Wenn jemand behauptet, seine sieben 40-Tonner seien für ihn vor allem "Hobby", dann schreit das förmlich nach einem Besuch des TRUCKER.
Bei Michael Reiss ist genau das der Fall. Denn den Hauptumsatz macht sein zehn Jahre junges und in Baden-Baden ansässiges Unternehmen vor allem mit dem Transport von Personen. Über 100 Minibusse sind für Reiss im Schulbusoder Behindertenfahrdienst im Einsatz. Hinzu kommen ein Mercedes-Citaro-Stadtbus, ein nagelneuer Neoplan-Cityliner-Reisebus, den der Chef selber fährt, - und sieben Sattelzüge. "Bei Bussen ist die gestalterische Freiheit viel eingeschränkter als bei Lastwagen", erklärt Michael einen der Hauptgründe für sein Hobby. Und dass er dem intensiv frönt, ist auf den ersten Blick ersichtlich. Lampenbügel und Lowbar sind das Mindeste, was die Reiss-Züge ziert. Hinzu kommen weiterer Chromzierrat, aufwändige Airbrush-Lackierungen und mit Leder veredelte Innenausstattungen.
Für die stolzen Fahrer bedeutet das vor allem: regelmäßiges und gründliches Putzen. Schließlich kann der Chef nach eigener Aussage fuchsteufelswild werden, wenn ein Lkw nicht in dem Zustand auf den Hof rollt, wie er sich das vorstellt. Erschwerend kommt hinzu: Die Reiss-Zugmaschinen ziehen allesamt einen Kippsattel, müssen also regelmäßig unbefestigte, die Verschmutzung fördernde Gefilde ansteuern. Davon kann nicht nur Fahrer Franco Vecchio ein Lied singen. "Mein Baby verbraucht schon sehr viel Wasser", berichtet er grinsend. Sein "Baby" ist ein Actros 1860 Black Edition - firmenintern auch "Black Pearl" genannt - und der einzige noch verbliebene Mercedes im Fuhrpark. "Einer in der Firma muss schließlich einen vernünftigen Lkw fahren!", feixt Franco mit Blick auf seine allesamt DAF lenkenden Kollegen.
────────────────────────────────────────
Aufgabe:
Schreibe aus dem Text über die Lkw von Michael Reiss den Teil wortgetreu ab, der bei den Worten „Bei Michael Reiss“ beginnt und nach den Worten „Leder veredelte Innenausstattungen.“ endet. Die Datensätze stammen aus einer anderen Quelle als der Text.

[Datensätze]
────────────────────────────────────────
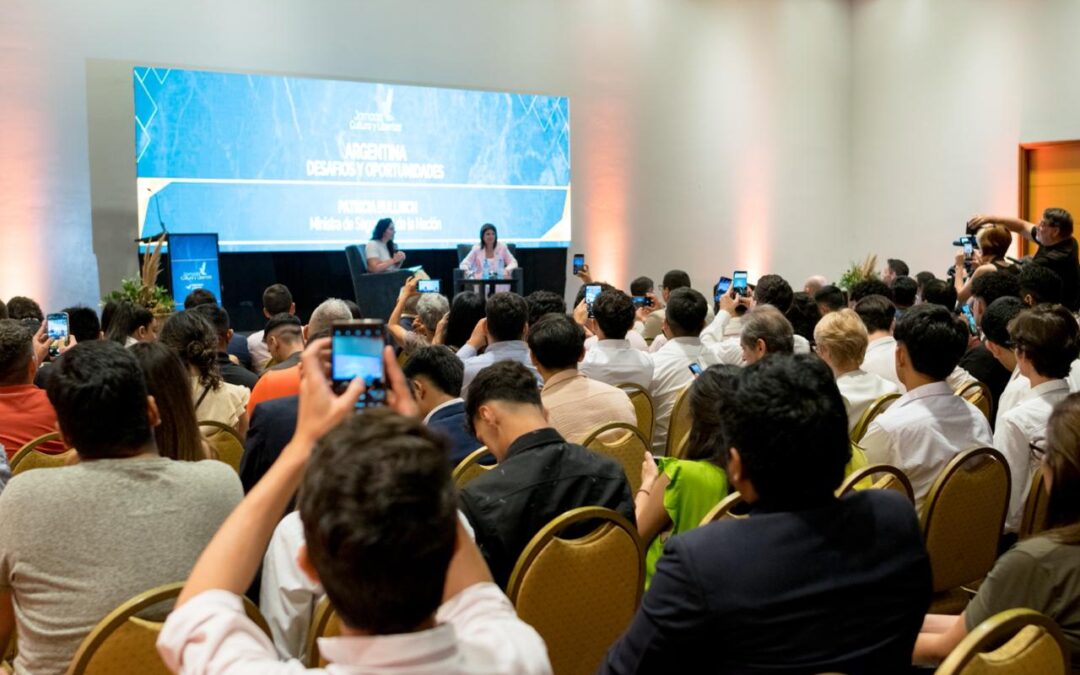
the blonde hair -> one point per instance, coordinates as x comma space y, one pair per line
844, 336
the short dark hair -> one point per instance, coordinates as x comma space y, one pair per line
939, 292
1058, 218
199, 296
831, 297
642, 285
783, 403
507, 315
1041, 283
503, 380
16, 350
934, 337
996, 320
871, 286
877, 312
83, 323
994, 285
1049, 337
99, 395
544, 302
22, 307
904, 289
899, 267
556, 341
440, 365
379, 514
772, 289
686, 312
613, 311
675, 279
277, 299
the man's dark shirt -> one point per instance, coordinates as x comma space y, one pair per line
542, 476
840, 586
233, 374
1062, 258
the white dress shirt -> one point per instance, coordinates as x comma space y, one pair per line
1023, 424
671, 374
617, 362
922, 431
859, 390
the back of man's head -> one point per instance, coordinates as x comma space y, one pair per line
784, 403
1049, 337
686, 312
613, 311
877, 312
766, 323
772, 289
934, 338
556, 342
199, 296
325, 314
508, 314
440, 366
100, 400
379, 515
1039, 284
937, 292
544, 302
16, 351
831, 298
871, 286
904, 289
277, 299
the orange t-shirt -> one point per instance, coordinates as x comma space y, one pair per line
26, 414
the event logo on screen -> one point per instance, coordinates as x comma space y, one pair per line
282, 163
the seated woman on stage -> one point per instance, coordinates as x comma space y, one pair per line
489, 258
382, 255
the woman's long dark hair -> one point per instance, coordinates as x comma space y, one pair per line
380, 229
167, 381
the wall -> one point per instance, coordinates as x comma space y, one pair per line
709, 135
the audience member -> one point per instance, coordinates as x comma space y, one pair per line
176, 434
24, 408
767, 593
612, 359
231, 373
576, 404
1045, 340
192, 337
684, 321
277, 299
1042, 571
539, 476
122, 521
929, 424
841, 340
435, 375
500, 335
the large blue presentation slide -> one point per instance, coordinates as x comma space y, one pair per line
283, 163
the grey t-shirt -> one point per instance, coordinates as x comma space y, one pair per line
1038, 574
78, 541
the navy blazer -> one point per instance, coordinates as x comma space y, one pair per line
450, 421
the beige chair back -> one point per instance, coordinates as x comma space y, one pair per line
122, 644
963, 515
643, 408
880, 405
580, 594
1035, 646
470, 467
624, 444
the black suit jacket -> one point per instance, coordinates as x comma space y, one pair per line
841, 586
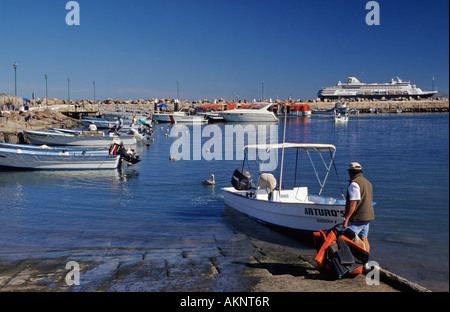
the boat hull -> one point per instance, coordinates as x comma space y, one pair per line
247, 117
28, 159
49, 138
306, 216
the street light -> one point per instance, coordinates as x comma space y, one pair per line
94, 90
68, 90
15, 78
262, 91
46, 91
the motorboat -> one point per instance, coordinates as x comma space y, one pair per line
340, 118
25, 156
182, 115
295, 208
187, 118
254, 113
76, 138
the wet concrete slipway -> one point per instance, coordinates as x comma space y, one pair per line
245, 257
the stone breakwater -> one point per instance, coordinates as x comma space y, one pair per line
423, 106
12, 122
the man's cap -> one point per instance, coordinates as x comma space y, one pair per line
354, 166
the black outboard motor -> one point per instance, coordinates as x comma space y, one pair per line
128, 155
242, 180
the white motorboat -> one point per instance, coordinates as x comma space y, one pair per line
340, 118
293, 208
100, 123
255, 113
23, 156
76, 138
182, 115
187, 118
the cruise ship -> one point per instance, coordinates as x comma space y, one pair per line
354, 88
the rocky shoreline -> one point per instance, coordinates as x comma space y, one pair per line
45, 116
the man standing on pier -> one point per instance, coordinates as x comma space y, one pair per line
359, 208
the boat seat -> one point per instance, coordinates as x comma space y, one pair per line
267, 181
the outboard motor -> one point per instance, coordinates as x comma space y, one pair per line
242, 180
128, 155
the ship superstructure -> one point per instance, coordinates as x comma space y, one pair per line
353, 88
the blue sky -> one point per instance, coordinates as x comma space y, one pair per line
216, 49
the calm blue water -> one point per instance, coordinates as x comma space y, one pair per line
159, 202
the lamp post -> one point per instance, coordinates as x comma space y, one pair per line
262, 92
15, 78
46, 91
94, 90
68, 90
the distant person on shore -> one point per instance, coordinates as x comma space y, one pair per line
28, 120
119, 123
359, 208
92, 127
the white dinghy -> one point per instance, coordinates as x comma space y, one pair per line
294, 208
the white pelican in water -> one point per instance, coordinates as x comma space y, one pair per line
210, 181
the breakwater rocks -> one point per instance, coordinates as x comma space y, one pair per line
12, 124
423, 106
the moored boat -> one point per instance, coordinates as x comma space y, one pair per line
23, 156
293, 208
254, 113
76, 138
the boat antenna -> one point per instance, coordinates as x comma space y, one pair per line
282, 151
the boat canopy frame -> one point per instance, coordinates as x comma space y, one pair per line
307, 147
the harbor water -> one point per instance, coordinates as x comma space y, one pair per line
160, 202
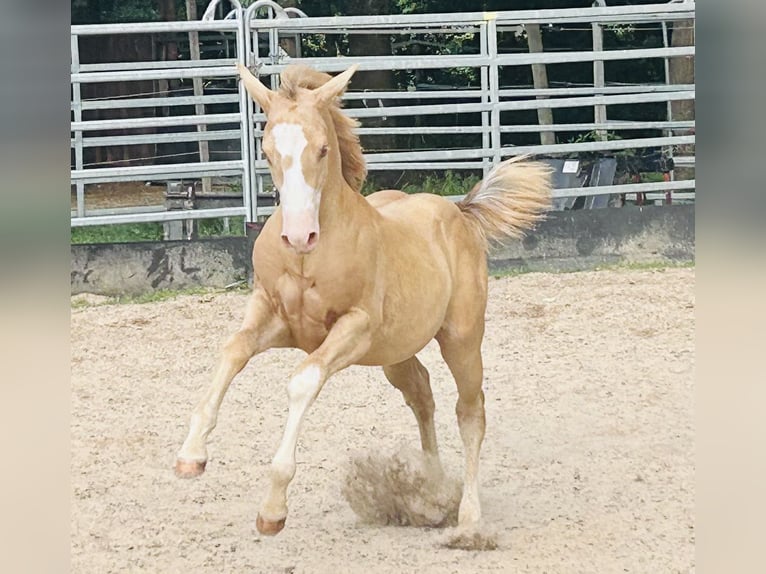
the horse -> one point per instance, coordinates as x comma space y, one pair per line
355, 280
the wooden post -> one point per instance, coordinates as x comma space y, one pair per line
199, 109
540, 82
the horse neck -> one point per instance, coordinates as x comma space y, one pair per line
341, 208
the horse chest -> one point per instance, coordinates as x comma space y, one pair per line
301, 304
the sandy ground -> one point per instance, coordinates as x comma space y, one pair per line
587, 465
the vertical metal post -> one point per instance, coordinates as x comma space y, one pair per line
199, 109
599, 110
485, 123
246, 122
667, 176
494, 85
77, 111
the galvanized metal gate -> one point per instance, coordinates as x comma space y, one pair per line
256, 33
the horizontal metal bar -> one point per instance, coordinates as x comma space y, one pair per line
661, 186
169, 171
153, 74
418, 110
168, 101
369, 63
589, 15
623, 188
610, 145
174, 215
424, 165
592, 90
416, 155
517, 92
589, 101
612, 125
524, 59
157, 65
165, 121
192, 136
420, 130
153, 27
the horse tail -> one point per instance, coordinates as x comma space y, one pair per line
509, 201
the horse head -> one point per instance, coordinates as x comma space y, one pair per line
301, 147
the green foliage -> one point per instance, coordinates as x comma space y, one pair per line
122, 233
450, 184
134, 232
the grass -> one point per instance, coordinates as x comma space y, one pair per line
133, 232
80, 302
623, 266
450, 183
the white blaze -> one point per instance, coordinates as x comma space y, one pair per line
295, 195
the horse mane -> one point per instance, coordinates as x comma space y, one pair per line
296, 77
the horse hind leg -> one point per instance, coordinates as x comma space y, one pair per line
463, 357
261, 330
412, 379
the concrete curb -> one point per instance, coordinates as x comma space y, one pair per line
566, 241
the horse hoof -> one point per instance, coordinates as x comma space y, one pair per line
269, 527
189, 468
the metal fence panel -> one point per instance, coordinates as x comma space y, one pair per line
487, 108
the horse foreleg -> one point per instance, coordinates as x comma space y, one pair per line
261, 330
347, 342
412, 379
────────────────────────────────────────
Schriftliche Antwort:
Bei Michael Reiss ist genau das der Fall. Denn den Hauptumsatz macht sein zehn Jahre junges und in Baden-Baden ansässiges Unternehmen vor allem mit dem Transport von Personen. Über 100 Minibusse sind für Reiss im Schulbusoder Behindertenfahrdienst im Einsatz. Hinzu kommen ein Mercedes-Citaro-Stadtbus, ein nagelneuer Neoplan-Cityliner-Reisebus, den der Chef selber fährt, - und sieben Sattelzüge. "Bei Bussen ist die gestalterische Freiheit viel eingeschränkter als bei Lastwagen", erklärt Michael einen der Hauptgründe für sein Hobby. Und dass er dem intensiv frönt, ist auf den ersten Blick ersichtlich. Lampenbügel und Lowbar sind das Mindeste, was die Reiss-Züge ziert. Hinzu kommen weiterer Chromzierrat, aufwändige Airbrush-Lackierungen und mit Leder veredelte Innenausstattungen.